#### [Items from a data source]

- - - -

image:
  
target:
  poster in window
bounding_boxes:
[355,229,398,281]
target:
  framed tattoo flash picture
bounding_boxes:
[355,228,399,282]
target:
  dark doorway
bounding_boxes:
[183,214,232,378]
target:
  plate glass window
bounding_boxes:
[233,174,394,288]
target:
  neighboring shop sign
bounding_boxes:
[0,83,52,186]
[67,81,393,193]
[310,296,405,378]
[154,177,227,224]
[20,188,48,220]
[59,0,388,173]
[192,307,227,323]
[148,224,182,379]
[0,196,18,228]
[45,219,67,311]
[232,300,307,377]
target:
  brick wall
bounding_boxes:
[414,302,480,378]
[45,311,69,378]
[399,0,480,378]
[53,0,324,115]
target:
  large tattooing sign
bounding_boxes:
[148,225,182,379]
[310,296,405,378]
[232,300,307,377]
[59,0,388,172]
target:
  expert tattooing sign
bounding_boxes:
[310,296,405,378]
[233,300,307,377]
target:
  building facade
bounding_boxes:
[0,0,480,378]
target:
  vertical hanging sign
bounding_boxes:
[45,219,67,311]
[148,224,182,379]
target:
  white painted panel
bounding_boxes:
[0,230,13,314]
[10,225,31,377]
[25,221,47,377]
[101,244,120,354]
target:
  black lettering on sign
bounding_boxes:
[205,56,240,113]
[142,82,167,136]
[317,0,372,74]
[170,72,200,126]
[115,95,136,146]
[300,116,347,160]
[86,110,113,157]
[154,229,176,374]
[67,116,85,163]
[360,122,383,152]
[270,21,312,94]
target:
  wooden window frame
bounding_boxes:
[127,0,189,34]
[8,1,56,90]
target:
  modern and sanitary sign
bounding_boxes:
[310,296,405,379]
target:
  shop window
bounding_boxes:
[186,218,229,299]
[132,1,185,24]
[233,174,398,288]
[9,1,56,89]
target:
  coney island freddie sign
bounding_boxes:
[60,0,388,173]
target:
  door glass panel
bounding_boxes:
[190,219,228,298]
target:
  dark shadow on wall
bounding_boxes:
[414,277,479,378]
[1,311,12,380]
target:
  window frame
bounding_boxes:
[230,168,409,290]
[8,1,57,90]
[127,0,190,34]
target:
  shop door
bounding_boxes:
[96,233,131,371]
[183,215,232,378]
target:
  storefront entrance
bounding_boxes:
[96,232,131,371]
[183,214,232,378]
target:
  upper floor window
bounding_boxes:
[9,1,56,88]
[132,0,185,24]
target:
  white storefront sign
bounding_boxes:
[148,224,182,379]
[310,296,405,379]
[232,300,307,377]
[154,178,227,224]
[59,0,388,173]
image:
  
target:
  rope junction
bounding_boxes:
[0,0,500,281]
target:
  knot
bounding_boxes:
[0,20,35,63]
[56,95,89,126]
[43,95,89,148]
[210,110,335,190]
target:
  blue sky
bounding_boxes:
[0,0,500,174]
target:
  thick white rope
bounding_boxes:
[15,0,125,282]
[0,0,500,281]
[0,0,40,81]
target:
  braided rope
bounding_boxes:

- - - -

#### [WHAT THIS TASK INVOLVES]
Gather every line of the records above that contains the string "shop", and list each one on its own line.

#### [TASK RESULT]
  neighboring shop sign
  shop window
  shop door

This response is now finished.